**Data to process**.
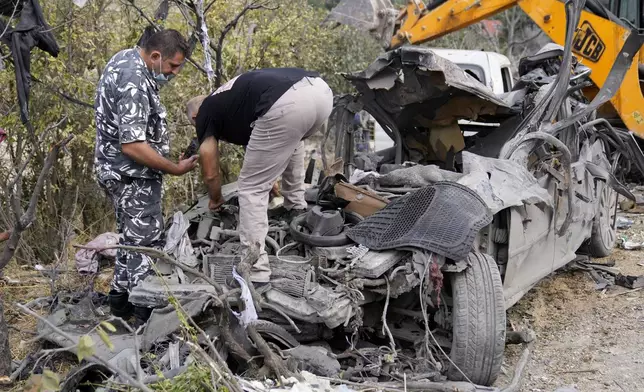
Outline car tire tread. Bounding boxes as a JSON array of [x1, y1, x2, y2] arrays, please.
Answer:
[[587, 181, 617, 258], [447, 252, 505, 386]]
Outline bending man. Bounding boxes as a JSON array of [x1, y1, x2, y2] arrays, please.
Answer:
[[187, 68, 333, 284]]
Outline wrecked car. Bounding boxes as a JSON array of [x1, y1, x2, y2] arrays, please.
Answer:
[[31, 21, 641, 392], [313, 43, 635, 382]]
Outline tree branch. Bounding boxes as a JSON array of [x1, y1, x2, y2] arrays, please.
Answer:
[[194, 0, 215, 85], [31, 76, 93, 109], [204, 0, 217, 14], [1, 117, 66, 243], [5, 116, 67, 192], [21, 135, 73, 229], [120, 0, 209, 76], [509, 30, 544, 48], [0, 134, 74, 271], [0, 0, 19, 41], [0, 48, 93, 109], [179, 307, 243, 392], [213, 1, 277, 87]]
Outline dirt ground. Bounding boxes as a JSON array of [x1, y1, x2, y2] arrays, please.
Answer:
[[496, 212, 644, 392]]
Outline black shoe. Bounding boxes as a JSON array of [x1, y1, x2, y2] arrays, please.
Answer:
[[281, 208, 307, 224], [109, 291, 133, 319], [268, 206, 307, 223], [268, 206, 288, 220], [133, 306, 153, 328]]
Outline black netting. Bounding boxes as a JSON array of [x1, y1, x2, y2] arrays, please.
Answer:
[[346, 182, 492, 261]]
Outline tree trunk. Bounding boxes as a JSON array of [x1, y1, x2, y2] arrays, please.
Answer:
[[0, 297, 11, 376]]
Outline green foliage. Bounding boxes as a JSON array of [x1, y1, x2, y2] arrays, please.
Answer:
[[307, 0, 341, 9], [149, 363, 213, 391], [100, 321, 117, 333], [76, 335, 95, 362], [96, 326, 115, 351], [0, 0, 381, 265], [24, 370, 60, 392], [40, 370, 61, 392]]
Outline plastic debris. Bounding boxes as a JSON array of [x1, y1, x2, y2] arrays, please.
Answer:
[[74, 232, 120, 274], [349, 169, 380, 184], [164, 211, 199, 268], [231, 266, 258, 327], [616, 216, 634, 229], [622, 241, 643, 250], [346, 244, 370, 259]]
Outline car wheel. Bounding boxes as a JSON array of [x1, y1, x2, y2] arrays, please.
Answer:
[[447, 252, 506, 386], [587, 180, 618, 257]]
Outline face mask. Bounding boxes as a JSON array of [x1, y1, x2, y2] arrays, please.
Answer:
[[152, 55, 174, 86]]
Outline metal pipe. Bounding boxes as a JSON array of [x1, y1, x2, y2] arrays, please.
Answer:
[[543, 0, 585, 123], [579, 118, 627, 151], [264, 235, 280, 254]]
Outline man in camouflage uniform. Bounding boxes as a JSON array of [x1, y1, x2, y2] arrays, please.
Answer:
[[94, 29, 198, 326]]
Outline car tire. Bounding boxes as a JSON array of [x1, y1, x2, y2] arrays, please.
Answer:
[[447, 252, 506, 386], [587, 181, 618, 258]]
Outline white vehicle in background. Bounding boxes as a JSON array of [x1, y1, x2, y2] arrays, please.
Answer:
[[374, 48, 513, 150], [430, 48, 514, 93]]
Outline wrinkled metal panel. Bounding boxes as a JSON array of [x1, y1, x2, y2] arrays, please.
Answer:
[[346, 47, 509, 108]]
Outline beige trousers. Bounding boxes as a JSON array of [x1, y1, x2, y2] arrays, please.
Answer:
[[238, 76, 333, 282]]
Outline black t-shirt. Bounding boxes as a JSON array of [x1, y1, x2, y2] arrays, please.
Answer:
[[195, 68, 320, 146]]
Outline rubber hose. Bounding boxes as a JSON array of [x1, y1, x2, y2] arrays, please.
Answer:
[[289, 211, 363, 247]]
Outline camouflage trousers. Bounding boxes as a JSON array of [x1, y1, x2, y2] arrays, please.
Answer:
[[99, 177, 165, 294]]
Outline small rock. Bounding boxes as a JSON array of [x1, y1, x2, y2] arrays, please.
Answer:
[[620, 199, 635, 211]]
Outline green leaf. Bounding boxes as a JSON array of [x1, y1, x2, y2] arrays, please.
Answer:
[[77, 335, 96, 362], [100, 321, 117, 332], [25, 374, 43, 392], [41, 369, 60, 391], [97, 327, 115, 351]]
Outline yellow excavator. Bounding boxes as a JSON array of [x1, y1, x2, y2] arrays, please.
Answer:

**Work to be completed**.
Nothing but the lines from the one with "Outline green leaf." through the end of the data above should be reproduced, each exactly, both ends included.

**Written answer**.
Outline green leaf. Bounding boxes as a JSON array of [x1, y1, x2, y2] arrays, please.
Answer:
[[77, 335, 96, 362], [100, 321, 117, 332], [25, 374, 43, 392], [41, 369, 60, 391], [97, 327, 115, 351]]
Outline yellow excavator. Bounding boxes as a JSON array of [x1, y1, x2, y2] arrays, please.
Answer:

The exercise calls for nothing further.